Marit Westerhuis’s earlier work concerned her own body and the role of technology. For her Masters degree project at the Frank Mohr Institute, on the subject of the ‚quantified self‘, she subjected herself to a radical regime of (self) examinations with the aid of self-built measuring equipment. During a two-year postgraduate residency at the Rijksakademie van Beeldende Kunsten in Amsterdam, she expanded the themes of her work. Technology and the speed of technological progress continue to fascinate her. Increasingly, Westerhuis also focuses on prehistoric technology, which she interweaves with subjects such as occultism, alchemy and the supernatural, which appear to be at odds with the modern ideology of progress and belief in technology. She also takes inspiration from Bronze Age and Stone Age rituals and sacrifices and views on nature from Germanic mythology. She has been investigating the qualities of various types of fluid, from water to blood. In her recent work, Westerhuis envisions a world in which humans are no longer the dominant life forms (or indeed have self-exterminated) and new ones have evolved to take their place, here nature and machine has become one.

(Data records)
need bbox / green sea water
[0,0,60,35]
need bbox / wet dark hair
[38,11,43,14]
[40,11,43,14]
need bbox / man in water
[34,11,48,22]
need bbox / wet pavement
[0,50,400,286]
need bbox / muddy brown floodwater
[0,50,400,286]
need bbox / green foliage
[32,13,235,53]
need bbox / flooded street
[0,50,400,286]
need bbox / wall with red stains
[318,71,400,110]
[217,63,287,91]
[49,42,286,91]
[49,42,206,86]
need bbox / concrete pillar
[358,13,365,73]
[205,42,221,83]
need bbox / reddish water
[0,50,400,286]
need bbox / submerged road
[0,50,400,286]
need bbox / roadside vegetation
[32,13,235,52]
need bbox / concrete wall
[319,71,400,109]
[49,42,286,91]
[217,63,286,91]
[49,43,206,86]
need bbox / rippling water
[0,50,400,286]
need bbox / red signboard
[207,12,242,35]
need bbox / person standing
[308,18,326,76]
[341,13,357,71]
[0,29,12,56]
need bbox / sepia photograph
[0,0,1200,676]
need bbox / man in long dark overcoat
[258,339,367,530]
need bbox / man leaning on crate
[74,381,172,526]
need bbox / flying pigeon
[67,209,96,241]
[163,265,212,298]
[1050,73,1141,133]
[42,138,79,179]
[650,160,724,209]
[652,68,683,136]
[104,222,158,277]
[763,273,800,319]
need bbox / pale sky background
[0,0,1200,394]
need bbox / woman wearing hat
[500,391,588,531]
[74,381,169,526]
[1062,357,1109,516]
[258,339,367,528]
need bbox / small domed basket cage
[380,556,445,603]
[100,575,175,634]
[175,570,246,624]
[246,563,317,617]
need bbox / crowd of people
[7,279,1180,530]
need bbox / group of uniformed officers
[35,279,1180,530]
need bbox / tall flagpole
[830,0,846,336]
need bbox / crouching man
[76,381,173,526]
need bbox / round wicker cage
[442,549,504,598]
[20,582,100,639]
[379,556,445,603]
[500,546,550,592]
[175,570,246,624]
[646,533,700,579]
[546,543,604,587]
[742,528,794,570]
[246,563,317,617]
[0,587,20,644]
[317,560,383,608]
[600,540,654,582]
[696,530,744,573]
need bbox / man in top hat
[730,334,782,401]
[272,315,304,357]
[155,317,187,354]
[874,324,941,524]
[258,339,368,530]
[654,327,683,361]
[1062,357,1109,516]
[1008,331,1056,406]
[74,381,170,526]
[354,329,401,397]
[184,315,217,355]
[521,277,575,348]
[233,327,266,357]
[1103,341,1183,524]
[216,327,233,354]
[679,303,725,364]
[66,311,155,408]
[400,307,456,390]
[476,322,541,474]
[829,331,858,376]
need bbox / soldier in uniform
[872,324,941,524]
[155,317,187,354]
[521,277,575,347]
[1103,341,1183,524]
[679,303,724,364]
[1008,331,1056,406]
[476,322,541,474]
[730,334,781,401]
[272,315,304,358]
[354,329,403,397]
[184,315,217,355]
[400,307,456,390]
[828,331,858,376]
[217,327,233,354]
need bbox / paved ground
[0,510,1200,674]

● Exercise requirements
1 - Can you return the passage about Marit Westerhuis in full, word for word?
2 - Could you output the listing from the line containing "need bbox / wet pavement" through the line containing "[258,339,367,528]" as a two-column CSV with columns phrase and boxes? Put each phrase in one row with all of its boxes, quote each field, and turn any line breaks into spaces.
The passage and the listing are unrelated to each other.

● Final answers
1 -
Marit Westerhuis’s earlier work concerned her own body and the role of technology. For her Masters degree project at the Frank Mohr Institute, on the subject of the ‚quantified self‘, she subjected herself to a radical regime of (self) examinations with the aid of self-built measuring equipment. During a two-year postgraduate residency at the Rijksakademie van Beeldende Kunsten in Amsterdam, she expanded the themes of her work. Technology and the speed of technological progress continue to fascinate her. Increasingly, Westerhuis also focuses on prehistoric technology, which she interweaves with subjects such as occultism, alchemy and the supernatural, which appear to be at odds with the modern ideology of progress and belief in technology. She also takes inspiration from Bronze Age and Stone Age rituals and sacrifices and views on nature from Germanic mythology. She has been investigating the qualities of various types of fluid, from water to blood. In her recent work, Westerhuis envisions a world in which humans are no longer the dominant life forms (or indeed have self-exterminated) and new ones have evolved to take their place, here nature and machine has become one.

2 -
phrase,boxes
"need bbox / wet pavement","[0,50,400,286]"
"need bbox / muddy brown floodwater","[0,50,400,286]"
"need bbox / green foliage","[32,13,235,53]"
"need bbox / flooded street","[0,50,400,286]"
"need bbox / wall with red stains","[318,71,400,110] [217,63,287,91] [49,42,286,91] [49,42,206,86]"
"need bbox / concrete pillar","[358,13,365,73] [205,42,221,83]"
"need bbox / reddish water","[0,50,400,286]"
"need bbox / submerged road","[0,50,400,286]"
"need bbox / roadside vegetation","[32,13,235,52]"
"need bbox / concrete wall","[319,71,400,109] [49,42,286,91] [217,63,286,91] [49,43,206,86]"
"need bbox / rippling water","[0,50,400,286]"
"need bbox / red signboard","[207,12,242,35]"
"need bbox / person standing","[308,18,326,76] [341,13,357,71] [0,29,12,56]"
"need bbox / sepia photograph","[0,0,1200,676]"
"need bbox / man in long dark overcoat","[258,339,367,530]"
"need bbox / man leaning on crate","[74,381,172,526]"
"need bbox / flying pigeon","[67,209,96,241] [163,265,212,298] [1050,73,1141,133] [42,138,79,179] [650,160,724,209] [652,68,683,136] [104,222,158,277] [763,273,800,319]"
"need bbox / pale sky background","[0,0,1200,394]"
"need bbox / woman wearing hat","[500,391,588,531] [74,381,169,526] [1062,357,1109,516] [258,339,367,528]"